Gute Essen

It's Like Everyone is Doing the Funky Chicken in my Mouth

Friday, August 29, 2008 | Leave a comment »

The Fucking Spread
Ain't no party like a teacher party because a teacher party don't stop. Well, until about 10. Then it stops.

I'm sorry.

I've been totally remiss at getting these posts up in any semblance of timeliness. In case you're confused — I've been pulling the wool over your eyes and setting the date to the post to the day when the meal was cooked, but, in case you haven't noticed, I've been updating in fits and spurts.

The problem with this is that they tend to start getting boring by the third post I've made in a row. (I know, I know, even I can get boring.) I'm not promising you anything though. To be completely honest I'm usually loaded by the time we finish dinner so it's better than just seeing me non-coherently swear for about three paragraphs about how much rice rules.
########
| What to do |
1 > Decide whether each statement below agrees with the blog post. Answer yes or no for each, quoting the exact words of the blog post that decide it.
(a) The post is dated Friday, August 29, 2008.
(b) The writer says the teacher party keeps going until about midnight.
(c) The writer sets each post's date to the day the post goes up.
2 > Please answer these questions from the blog post, marking each answer to match.
(a) By which post in a row do the posts tend to get boring?
(b) For about how many paragraphs does the writer picture swearing?
(c) According to the writer, what rules?
3 > Rewrite the blog post between "Friday, August 29, 2008" and "Then it stops.", inclusive, with "teacher party" replaced by "staff party".

| Raw data |
########
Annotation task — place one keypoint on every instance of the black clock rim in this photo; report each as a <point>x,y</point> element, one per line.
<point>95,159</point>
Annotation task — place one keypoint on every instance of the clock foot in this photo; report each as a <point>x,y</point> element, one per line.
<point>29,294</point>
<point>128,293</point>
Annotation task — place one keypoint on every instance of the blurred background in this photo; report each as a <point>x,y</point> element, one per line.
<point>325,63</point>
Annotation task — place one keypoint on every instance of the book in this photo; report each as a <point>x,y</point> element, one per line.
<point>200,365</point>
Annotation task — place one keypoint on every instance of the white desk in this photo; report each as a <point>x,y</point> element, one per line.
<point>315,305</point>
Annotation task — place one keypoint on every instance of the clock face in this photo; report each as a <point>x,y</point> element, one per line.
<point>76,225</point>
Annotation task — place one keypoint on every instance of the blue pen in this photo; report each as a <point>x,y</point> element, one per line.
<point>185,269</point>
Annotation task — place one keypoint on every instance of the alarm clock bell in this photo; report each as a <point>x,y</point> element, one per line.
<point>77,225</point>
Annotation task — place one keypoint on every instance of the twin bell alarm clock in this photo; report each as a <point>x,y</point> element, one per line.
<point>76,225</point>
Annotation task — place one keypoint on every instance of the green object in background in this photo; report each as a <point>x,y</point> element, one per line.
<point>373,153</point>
########
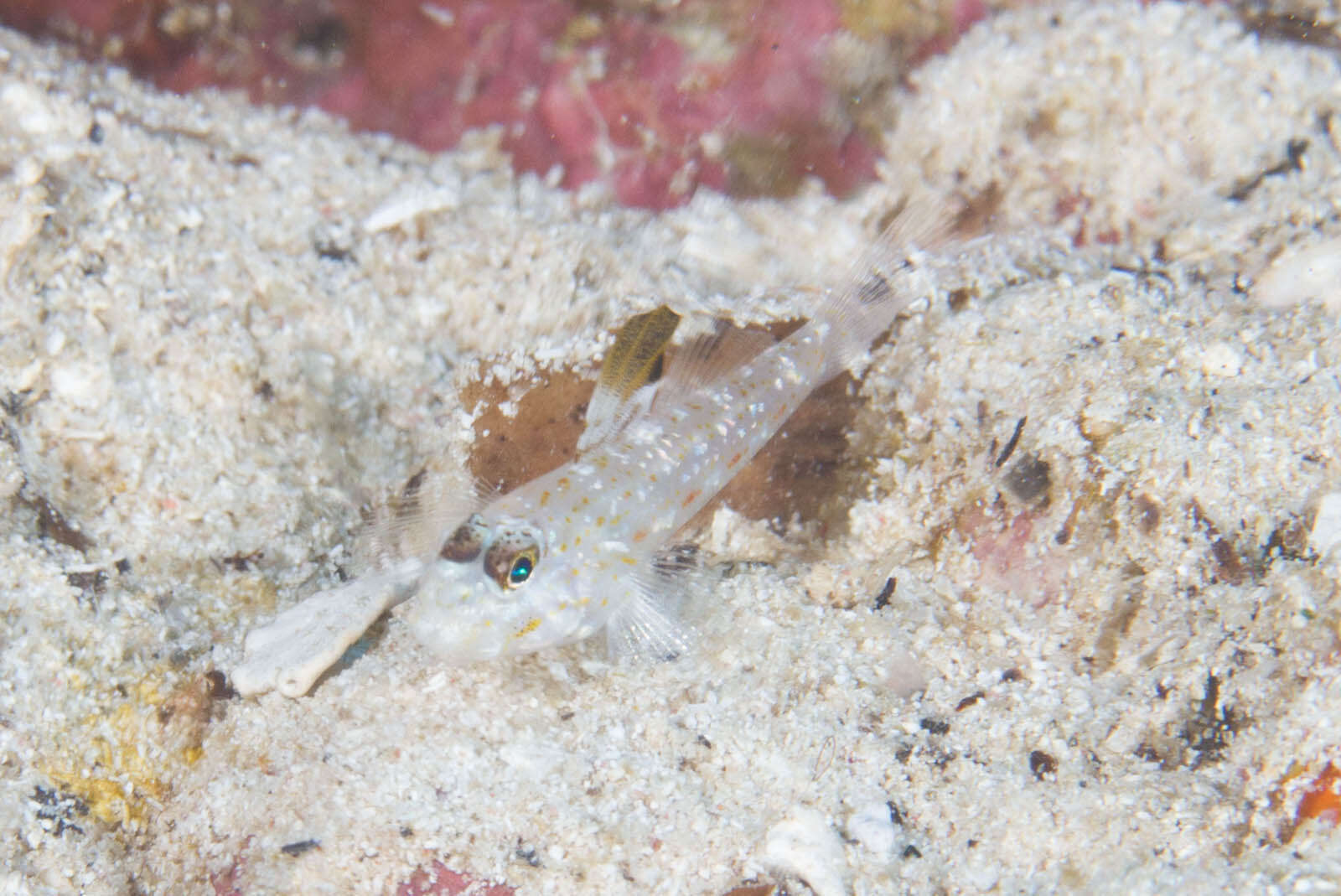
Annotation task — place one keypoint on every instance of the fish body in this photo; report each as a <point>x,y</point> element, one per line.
########
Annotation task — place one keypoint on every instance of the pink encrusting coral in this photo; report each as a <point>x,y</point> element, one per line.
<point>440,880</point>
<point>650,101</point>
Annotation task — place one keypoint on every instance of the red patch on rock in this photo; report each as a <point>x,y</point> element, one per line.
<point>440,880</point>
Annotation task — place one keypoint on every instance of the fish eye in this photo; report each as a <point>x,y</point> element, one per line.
########
| Replies |
1 >
(a) Yes: "Friday, August 29, 2008"
(b) No: "Well, until about 10."
(c) No: "setting the date to the post to the day when the meal was cooked"

2 >
(a) The third post
(b) About three paragraphs
(c) Rice

3 >
Friday, August 29, 2008 | Leave a comment »

The Fucking Spread
Ain't no party like a staff party because a staff party don't stop. Well, until about 10. Then it stops.